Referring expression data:
----

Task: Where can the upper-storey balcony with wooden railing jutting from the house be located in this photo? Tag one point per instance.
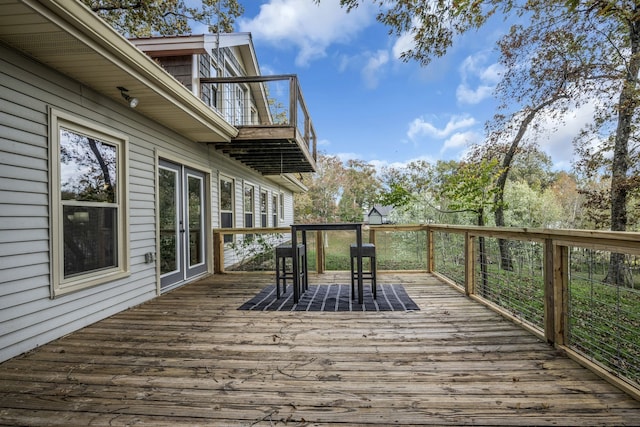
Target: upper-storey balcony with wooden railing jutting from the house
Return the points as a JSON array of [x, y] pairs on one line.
[[275, 131]]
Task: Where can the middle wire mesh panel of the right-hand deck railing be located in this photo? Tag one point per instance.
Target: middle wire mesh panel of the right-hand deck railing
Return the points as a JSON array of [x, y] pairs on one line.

----

Exercise description:
Skip the pictures, then retype every line above exactly.

Output of the exercise:
Task: Where can the upper-storey balcony with wooden railing jutting from the house be located in this photo? Tag one point per instance.
Target: upper-storey balcony with wooden railing jutting from the house
Return the points as a JSON array of [x, y] pairs on one line.
[[275, 131]]
Task: Where can the middle wire mesh panel of the right-hand deck railing be located in this photo? Tag one point per instance.
Target: middle wire mesh panel of the right-hand deck railing
Return the points as a JSON array of [x, y] pairs on one line.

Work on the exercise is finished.